REQUIREMENT 1:
Reproduce the passage about chemotherapy word for word, starting with "It’s never a" and going on through "but no thanks.".
REQUIREMENT 2:
Decide whether each statement agrees with the passage about chemotherapy. Answer yes or no, and quote the words from the passage that settle it. (a) An angiogram was recommended. (b) The Monter Cancer Center has a cafeteria. (c) Chemo Cycle 1 is scheduled for Monday, Tuesday and Wednesday.

TEXT FOR ANALYSIS:
Saol fada agus breac-shláinte chugat!

It’s never a good sign when the doctor wants you to visit a cardiologist after a test for your heart function. Very rarely is it for a whim. So we didn’t expect rainbows and fairy dust as our daughter would say, but did have to draw the line at another invasive procedure… this time, a recommended angiogram. Thanks… but no thanks.

The echocardiograms were picking up what they called a Left Bundle Branch Block which meant the electric pulses in the heart were not functioning as they should. Thankfully, our PCP faxed over some EKG’s from the past few years, the oncologist was consulted and everyone came to an agreement that echocardiograms midway between each cycle of chemo to track the potential ischemia or, lack of oxygen to tissue due to poor blood flow, given that there has been no other signs of heart disease. An ACE inhibitor and a BETA Blocker are prescribed and we’re home free…WHEW!

Chemo Cycle 1 is scheduled for this coming Monday, Tuesday and Wednesday.

Y’know, whenever anyone thinks of chemo, it’s the nausea, fatigue and hair loss that comes to mind first. Nah… with us, it’s the planning! As with all things, we took a different path ten years ago. Each chemo session was an opportunity to do some fantasy travel. So every few weeks we picked a different exotic location and tailored our menu (and often our clothes) to our “destination.”

Our staple foods to bring to a chemo infusion would be bread, crackers, veggies, cheese, olives, nuts and fruit… snacks that would appeal to Rich at any time. Those foods and any additional sandwiches, soups, etc would be dictated by our destination. France? Brie of course! Greece? Kasseri! The only criticism we have of the Monter Cancer Center is the lack of a cafeteria… what do you mean we can’t get sushi here?!?!?! So we definitely have to plan even more beforehand this go-round.

(Natural-language object grounding data)
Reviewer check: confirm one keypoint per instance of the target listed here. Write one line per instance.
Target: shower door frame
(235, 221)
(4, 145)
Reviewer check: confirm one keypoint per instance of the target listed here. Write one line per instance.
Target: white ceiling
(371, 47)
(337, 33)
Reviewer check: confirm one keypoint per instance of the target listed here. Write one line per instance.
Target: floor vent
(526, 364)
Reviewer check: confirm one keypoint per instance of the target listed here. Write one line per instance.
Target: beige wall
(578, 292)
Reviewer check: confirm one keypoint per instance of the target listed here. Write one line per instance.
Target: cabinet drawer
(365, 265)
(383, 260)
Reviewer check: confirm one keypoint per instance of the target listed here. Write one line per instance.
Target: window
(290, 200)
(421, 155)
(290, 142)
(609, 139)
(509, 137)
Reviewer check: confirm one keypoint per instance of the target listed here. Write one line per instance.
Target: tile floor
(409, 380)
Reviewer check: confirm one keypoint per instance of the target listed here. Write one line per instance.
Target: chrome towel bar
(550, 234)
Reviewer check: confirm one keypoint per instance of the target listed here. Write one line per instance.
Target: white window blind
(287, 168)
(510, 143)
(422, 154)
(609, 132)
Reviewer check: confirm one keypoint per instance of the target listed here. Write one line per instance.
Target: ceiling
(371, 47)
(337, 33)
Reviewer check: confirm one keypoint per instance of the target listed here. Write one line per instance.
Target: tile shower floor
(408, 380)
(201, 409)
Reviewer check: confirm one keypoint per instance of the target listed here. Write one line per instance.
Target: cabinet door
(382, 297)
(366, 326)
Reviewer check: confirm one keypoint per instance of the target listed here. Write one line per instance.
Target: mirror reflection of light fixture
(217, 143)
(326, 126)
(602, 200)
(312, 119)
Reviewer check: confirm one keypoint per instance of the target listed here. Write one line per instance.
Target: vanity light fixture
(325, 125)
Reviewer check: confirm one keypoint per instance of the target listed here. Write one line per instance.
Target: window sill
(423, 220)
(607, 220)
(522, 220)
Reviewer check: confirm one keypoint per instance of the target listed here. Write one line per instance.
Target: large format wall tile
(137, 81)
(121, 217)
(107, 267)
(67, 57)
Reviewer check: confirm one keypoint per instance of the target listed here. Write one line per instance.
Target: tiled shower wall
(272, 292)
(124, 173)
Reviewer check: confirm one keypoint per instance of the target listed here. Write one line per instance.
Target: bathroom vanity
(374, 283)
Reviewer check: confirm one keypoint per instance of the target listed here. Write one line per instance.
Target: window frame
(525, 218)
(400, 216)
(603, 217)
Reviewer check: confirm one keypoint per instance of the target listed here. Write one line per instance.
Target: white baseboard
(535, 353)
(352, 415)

WRITTEN ANSWER 1:
It’s never a good sign when the doctor wants you to visit a cardiologist after a test for your heart function. Very rarely is it for a whim. So we didn’t expect rainbows and fairy dust as our daughter would say, but did have to draw the line at another invasive procedure… this time, a recommended angiogram. Thanks… but no thanks.

WRITTEN ANSWER 2:
(a) Yes: "this time, a recommended angiogram."
(b) No: "the lack of a cafeteria"
(c) Yes: "Chemo Cycle 1 is scheduled for this coming Monday, Tuesday and Wednesday."